[Named object pointing entries]

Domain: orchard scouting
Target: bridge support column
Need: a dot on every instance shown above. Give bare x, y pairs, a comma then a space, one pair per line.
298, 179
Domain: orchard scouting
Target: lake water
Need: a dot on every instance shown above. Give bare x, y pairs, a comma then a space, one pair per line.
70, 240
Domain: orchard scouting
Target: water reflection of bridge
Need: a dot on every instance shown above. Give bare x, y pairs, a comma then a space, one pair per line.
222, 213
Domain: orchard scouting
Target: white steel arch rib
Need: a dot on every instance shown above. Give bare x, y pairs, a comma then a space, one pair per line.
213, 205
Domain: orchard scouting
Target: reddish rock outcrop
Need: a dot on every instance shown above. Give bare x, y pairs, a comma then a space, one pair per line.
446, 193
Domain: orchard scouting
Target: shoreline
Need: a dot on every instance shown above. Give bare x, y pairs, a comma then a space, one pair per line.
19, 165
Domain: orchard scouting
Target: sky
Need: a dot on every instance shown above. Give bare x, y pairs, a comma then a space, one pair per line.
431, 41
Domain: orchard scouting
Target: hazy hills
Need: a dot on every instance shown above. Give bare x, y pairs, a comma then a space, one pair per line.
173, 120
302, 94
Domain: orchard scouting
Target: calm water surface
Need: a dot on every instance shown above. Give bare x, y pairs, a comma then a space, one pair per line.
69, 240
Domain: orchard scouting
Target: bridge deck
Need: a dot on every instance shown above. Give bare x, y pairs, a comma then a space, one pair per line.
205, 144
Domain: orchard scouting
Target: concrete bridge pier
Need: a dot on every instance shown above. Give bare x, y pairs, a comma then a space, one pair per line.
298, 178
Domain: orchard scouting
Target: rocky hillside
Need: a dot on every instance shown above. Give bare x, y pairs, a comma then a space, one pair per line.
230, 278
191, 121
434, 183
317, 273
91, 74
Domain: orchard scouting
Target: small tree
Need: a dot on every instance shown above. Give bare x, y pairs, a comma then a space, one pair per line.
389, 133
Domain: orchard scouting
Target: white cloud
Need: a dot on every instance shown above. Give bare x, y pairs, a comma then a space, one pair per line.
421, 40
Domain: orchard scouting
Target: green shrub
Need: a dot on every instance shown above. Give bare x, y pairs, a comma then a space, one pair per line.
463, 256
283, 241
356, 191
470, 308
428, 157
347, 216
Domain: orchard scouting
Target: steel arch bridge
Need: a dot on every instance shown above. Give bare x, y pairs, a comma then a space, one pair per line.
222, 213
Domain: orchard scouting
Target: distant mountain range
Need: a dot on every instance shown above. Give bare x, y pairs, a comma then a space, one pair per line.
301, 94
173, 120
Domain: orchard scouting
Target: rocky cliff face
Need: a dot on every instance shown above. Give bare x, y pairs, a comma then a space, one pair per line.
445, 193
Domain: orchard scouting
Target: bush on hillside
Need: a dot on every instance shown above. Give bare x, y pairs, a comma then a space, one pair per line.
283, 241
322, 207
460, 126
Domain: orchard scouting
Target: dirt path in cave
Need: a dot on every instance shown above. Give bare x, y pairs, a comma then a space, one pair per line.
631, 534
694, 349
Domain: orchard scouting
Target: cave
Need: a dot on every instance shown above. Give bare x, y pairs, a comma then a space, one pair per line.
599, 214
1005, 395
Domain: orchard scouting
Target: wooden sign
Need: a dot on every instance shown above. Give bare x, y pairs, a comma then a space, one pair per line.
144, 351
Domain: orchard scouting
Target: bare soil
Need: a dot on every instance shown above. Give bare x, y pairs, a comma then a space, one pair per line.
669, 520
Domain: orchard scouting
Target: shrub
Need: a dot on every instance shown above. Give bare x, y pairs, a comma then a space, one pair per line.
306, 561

## What is expected
Report every line of the data above that contains the string "hillside".

## Answer for the task
Target: rocky hillside
Target: bush on hillside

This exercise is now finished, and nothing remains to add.